Aim: Find "Could you point out the grass" in the data below; transcribe the line it appears on and each line after it, exactly, to the end, and nothing else.

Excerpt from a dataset
.....
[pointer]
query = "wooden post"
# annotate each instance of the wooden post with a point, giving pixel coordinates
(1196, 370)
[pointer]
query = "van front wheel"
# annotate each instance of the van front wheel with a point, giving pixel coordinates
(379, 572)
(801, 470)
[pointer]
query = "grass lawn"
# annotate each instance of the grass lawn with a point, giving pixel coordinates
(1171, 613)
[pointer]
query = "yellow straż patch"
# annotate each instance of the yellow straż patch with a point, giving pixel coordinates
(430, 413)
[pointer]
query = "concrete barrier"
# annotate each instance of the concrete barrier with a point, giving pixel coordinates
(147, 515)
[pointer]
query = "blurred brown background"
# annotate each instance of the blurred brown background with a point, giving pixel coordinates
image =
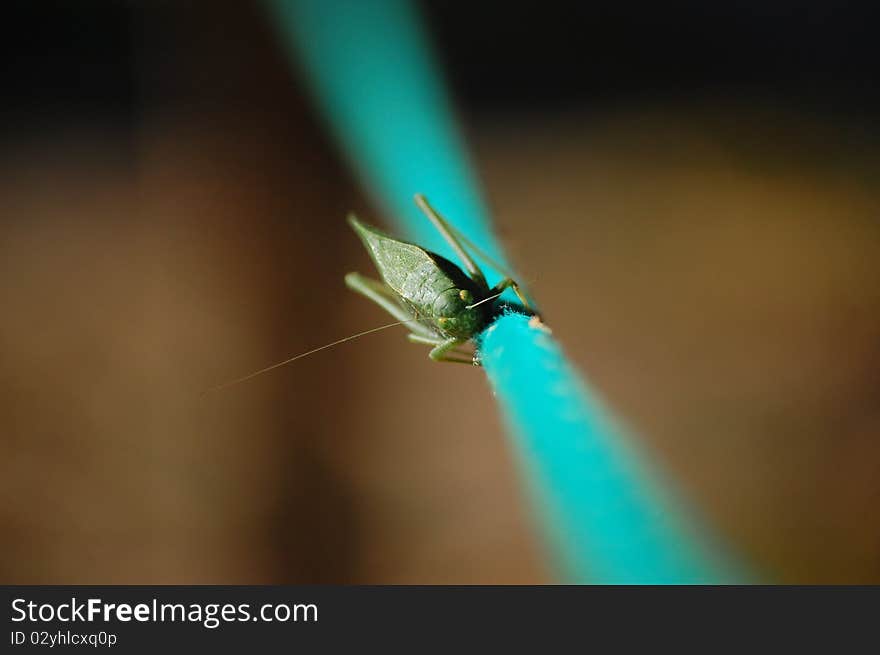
(172, 217)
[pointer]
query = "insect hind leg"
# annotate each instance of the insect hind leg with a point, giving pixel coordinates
(380, 294)
(441, 352)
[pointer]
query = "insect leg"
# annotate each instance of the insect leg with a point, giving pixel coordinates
(447, 233)
(380, 294)
(504, 284)
(439, 352)
(436, 341)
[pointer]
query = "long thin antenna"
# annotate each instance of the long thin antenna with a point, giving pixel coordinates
(306, 354)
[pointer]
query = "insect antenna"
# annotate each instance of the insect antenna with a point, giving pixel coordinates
(352, 337)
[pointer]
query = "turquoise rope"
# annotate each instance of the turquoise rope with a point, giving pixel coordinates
(609, 519)
(606, 516)
(382, 94)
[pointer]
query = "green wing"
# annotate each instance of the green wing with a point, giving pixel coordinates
(397, 260)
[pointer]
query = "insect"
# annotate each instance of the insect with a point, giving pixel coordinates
(443, 306)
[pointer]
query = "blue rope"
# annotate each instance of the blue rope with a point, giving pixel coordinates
(608, 518)
(377, 84)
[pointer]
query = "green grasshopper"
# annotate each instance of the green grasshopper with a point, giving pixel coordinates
(444, 307)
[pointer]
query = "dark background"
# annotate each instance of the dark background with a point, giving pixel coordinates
(690, 189)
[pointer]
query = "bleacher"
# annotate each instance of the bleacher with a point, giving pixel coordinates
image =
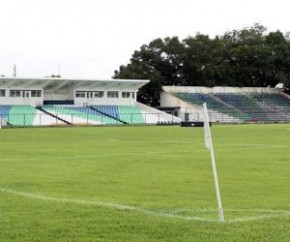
(25, 115)
(236, 104)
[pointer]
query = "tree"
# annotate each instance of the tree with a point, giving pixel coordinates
(247, 57)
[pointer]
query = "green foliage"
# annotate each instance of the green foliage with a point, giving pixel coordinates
(248, 57)
(69, 184)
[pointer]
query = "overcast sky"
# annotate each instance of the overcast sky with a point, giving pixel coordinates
(92, 38)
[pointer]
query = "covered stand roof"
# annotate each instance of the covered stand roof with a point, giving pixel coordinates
(57, 83)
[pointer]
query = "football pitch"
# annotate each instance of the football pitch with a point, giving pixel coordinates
(144, 183)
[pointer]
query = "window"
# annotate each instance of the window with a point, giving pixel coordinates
(2, 93)
(35, 93)
(15, 93)
(125, 94)
(99, 94)
(113, 94)
(80, 94)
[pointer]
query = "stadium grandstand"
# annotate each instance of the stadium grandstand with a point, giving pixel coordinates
(65, 101)
(227, 104)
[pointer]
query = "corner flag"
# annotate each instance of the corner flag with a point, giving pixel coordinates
(209, 146)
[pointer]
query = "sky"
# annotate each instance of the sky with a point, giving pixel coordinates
(92, 38)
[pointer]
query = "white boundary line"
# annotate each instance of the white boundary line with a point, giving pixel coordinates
(263, 213)
(256, 147)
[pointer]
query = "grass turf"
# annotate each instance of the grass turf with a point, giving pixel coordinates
(144, 184)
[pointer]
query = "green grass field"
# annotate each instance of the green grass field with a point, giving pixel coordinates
(151, 183)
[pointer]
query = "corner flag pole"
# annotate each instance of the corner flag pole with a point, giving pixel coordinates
(209, 145)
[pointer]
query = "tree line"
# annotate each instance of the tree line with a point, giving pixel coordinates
(249, 57)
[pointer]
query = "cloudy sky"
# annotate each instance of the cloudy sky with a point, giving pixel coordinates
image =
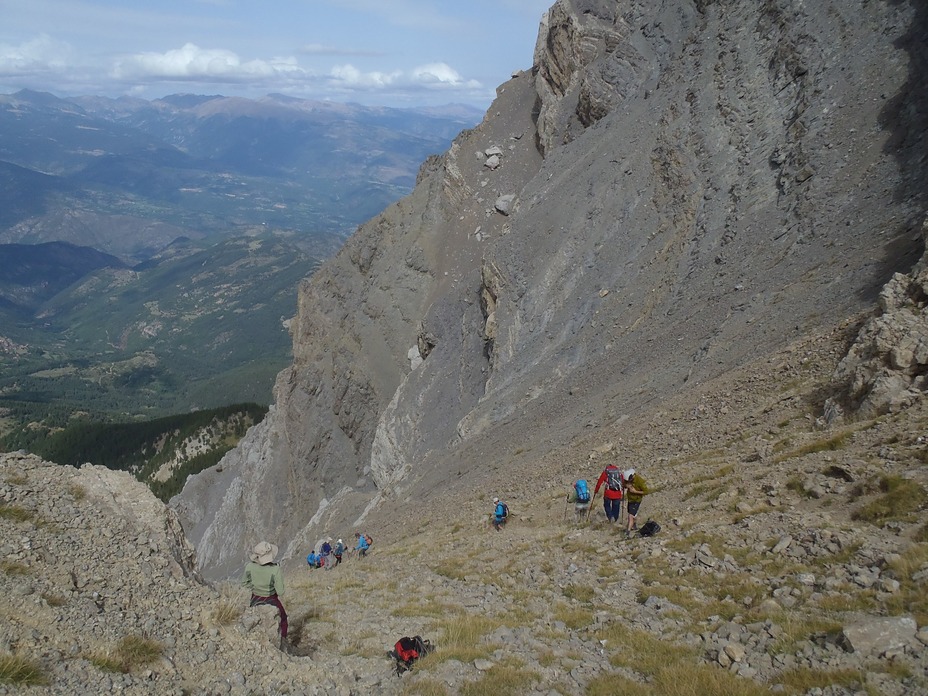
(379, 52)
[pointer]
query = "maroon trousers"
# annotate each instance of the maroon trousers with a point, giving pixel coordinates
(273, 600)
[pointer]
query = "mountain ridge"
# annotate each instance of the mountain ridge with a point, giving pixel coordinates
(668, 194)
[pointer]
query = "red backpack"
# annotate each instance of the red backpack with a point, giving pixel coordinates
(407, 650)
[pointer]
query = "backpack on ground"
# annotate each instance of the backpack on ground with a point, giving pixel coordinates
(613, 478)
(407, 650)
(582, 490)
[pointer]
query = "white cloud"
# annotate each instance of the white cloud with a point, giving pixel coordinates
(37, 55)
(441, 74)
(194, 63)
(432, 75)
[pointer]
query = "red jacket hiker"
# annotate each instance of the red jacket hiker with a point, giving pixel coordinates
(612, 497)
(603, 477)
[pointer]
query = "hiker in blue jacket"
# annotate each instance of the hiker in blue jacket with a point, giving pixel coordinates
(500, 514)
(363, 544)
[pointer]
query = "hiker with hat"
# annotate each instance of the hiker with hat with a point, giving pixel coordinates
(612, 495)
(500, 514)
(265, 579)
(635, 489)
(363, 544)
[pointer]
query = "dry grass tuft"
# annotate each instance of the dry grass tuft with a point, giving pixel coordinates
(130, 653)
(900, 500)
(802, 679)
(506, 678)
(21, 671)
(16, 513)
(462, 638)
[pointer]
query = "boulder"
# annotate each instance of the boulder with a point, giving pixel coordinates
(877, 635)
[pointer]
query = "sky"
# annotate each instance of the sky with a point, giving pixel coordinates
(374, 52)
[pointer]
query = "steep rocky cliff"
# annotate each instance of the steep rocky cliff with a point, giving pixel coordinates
(673, 190)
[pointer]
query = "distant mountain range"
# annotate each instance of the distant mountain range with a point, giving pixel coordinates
(150, 251)
(128, 176)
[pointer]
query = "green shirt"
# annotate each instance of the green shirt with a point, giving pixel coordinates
(639, 483)
(263, 581)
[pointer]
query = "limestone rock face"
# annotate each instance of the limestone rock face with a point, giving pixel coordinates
(886, 367)
(693, 185)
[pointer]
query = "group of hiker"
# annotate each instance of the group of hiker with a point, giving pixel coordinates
(265, 579)
(326, 555)
(620, 488)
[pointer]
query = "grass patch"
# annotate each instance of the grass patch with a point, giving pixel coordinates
(581, 593)
(573, 617)
(505, 678)
(429, 607)
(798, 628)
(830, 444)
(802, 679)
(453, 568)
(130, 653)
(462, 638)
(911, 598)
(425, 687)
(54, 600)
(14, 568)
(226, 612)
(667, 669)
(21, 671)
(16, 513)
(900, 499)
(921, 535)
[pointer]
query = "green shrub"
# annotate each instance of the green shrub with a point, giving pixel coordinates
(900, 499)
(21, 671)
(130, 653)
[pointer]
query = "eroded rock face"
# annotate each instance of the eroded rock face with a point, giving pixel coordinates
(886, 368)
(715, 180)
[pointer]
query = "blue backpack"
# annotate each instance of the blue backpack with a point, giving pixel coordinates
(582, 490)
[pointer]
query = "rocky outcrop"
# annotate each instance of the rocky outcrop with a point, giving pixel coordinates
(886, 369)
(691, 186)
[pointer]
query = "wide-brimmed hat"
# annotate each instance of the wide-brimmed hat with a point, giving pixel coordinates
(264, 553)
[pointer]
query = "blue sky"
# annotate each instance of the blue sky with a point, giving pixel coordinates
(376, 52)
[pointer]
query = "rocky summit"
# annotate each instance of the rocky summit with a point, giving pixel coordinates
(690, 240)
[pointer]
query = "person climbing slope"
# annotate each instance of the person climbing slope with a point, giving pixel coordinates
(265, 579)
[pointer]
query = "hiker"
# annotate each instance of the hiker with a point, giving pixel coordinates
(326, 553)
(265, 579)
(579, 495)
(363, 544)
(612, 496)
(500, 514)
(635, 489)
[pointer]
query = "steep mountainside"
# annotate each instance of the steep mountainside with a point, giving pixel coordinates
(673, 191)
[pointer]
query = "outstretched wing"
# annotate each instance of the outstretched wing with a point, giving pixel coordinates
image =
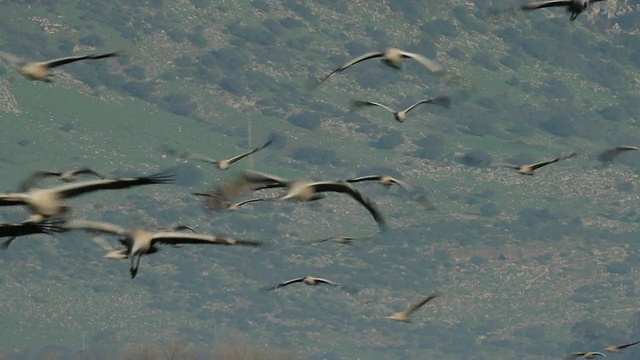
(543, 4)
(287, 283)
(365, 178)
(343, 187)
(67, 60)
(367, 56)
(31, 181)
(443, 101)
(75, 189)
(420, 303)
(428, 63)
(242, 156)
(176, 238)
(355, 104)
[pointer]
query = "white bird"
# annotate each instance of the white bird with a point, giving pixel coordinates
(309, 280)
(401, 115)
(390, 56)
(225, 164)
(42, 70)
(67, 176)
(529, 169)
(45, 203)
(404, 315)
(139, 242)
(575, 7)
(309, 191)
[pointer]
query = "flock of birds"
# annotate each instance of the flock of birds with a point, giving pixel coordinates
(49, 213)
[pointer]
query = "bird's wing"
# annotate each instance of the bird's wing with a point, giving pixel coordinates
(367, 56)
(176, 238)
(287, 283)
(543, 4)
(96, 226)
(428, 63)
(506, 165)
(10, 199)
(358, 104)
(249, 201)
(75, 189)
(405, 186)
(70, 59)
(242, 156)
(343, 187)
(255, 177)
(442, 101)
(204, 158)
(327, 281)
(420, 303)
(31, 181)
(85, 170)
(365, 178)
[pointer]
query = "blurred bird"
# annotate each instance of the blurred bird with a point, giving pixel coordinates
(401, 115)
(618, 348)
(140, 242)
(224, 164)
(45, 203)
(404, 315)
(390, 56)
(309, 280)
(529, 169)
(67, 176)
(309, 191)
(41, 70)
(575, 7)
(587, 355)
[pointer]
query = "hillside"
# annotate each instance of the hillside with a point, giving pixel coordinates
(529, 266)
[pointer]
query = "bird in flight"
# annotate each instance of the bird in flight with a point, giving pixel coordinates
(42, 70)
(309, 280)
(404, 315)
(401, 115)
(618, 348)
(45, 203)
(67, 176)
(309, 191)
(529, 169)
(140, 242)
(584, 355)
(609, 155)
(392, 57)
(225, 164)
(575, 7)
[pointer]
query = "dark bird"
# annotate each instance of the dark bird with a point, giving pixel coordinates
(529, 169)
(609, 155)
(404, 315)
(343, 239)
(45, 203)
(401, 115)
(618, 348)
(387, 181)
(309, 191)
(587, 355)
(392, 57)
(224, 164)
(575, 7)
(42, 70)
(139, 242)
(67, 176)
(215, 201)
(309, 280)
(29, 228)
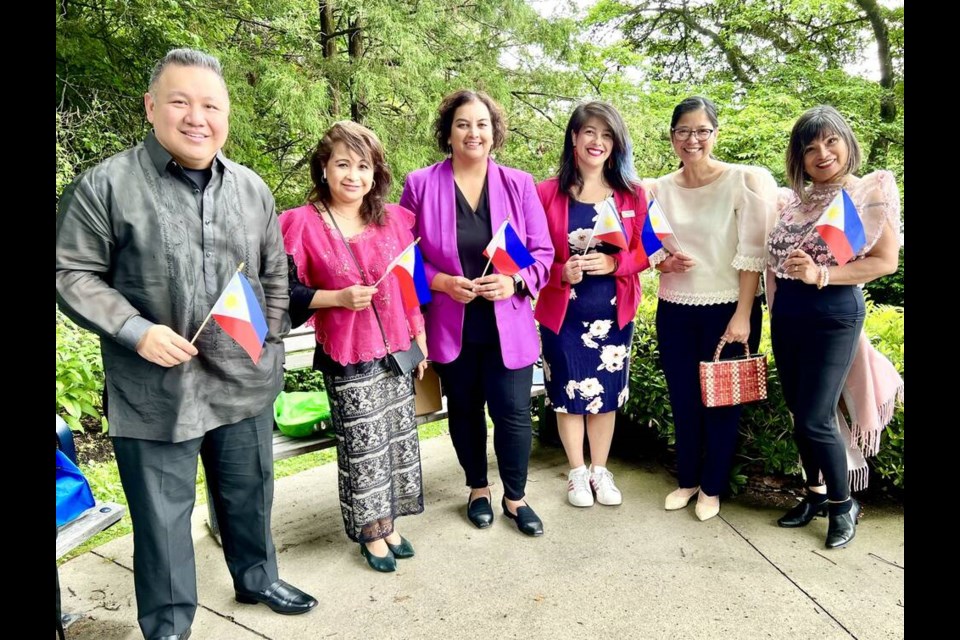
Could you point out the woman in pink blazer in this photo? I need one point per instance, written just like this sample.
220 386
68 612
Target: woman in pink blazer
480 330
586 311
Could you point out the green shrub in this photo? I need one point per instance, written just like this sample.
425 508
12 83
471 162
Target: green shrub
79 374
766 428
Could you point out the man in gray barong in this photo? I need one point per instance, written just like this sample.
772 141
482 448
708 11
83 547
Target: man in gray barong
146 242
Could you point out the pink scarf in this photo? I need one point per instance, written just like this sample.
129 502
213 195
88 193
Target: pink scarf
870 395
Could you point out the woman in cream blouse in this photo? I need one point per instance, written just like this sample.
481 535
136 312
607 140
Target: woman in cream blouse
720 214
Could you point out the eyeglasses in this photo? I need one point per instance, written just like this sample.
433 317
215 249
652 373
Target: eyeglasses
702 134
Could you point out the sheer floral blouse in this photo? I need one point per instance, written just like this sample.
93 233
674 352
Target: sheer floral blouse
874 195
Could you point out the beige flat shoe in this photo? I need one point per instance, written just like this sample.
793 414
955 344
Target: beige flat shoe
678 498
707 506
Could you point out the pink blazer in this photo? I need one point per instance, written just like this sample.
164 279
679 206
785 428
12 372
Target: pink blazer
430 194
552 305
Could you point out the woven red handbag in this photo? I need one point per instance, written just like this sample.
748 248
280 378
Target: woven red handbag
732 381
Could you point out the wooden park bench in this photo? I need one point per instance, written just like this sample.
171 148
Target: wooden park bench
299 346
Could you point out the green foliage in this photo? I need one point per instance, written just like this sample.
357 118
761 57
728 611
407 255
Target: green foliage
302 380
766 428
888 289
79 374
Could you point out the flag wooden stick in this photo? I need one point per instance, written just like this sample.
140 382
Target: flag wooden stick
209 315
393 263
490 259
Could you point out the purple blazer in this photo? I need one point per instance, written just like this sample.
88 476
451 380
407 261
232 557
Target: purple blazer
430 194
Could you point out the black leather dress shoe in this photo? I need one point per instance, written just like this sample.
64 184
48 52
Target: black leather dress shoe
403 550
480 512
843 527
384 564
526 519
803 513
281 597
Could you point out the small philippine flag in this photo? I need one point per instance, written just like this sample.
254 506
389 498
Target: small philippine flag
655 229
608 228
408 267
841 228
507 253
238 313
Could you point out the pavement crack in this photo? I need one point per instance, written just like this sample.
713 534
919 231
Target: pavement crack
892 564
234 621
813 600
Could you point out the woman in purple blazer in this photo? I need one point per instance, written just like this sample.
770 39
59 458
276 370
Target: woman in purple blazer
480 330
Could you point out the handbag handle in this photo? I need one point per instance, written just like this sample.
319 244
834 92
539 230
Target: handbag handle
363 280
723 342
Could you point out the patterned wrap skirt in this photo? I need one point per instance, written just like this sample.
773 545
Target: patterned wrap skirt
378 452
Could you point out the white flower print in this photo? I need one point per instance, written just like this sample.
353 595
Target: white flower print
600 328
595 405
623 396
590 387
612 357
578 238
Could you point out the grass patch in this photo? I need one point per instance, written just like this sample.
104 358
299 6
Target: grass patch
104 479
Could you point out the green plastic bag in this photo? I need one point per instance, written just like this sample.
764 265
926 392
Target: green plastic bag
298 413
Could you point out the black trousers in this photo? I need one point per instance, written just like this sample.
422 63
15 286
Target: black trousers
706 437
477 377
814 334
159 480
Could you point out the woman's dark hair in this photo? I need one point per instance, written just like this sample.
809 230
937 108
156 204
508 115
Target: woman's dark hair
618 172
448 107
819 122
364 143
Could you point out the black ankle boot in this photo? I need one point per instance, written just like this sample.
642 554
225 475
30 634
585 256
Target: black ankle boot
812 505
843 526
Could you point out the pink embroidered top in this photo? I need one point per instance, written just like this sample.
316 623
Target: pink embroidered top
323 262
874 195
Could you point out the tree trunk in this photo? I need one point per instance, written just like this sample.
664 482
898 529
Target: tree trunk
329 44
358 105
888 103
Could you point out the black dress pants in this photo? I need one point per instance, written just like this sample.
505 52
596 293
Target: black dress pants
159 480
477 377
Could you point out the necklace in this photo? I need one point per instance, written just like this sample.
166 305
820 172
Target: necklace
335 212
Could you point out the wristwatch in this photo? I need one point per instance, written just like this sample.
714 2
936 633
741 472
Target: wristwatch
518 284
.....
The output:
Could you point out the grass patch in this photo? I need one point per instance, written just like this sample.
104 358
299 6
Target: grass patch
104 479
Could you point out the green plastic bag in this photo? I need one point per instance, written just like this sample.
764 265
926 392
Target: green plastic bag
298 413
Could you point out the black trousers in this photo? I need one point per instance, written just like this sample.
422 63
15 286
Target: black trousers
706 437
477 377
814 334
159 480
Could you point out the woman's dark hair in this photo? I need one point per instance, written just like this sample.
809 230
937 108
156 204
508 115
Target: woman's dark hair
618 172
448 107
819 122
364 143
Could you point out the black ankle boot in this photo? I need one point per instance, written just like this sample.
642 554
225 475
30 634
585 256
Target: black ankle boot
812 505
843 526
Could you point out the pink embroidered top in this photo? I need one point per instance, written just like this sample.
316 623
Target: pink embroidered top
323 262
874 195
Could you point out the tree trunk in this photo? I need one point per instance, written just like this sample.
664 482
898 529
Target: tree trunk
329 44
358 105
888 103
Could you point out the black dress pants in this photo? I need one point per instance, written just like this sample.
505 52
596 293
Target: black dress pants
159 480
477 377
Could you point out the necklace in this photo? I need one point per instance, written just like this sample.
166 305
820 172
Target: necklace
335 212
Could you point out the wristwatch in this photo? I need one point per instance, written just like this sample.
714 2
936 633
741 472
Target: wristwatch
518 284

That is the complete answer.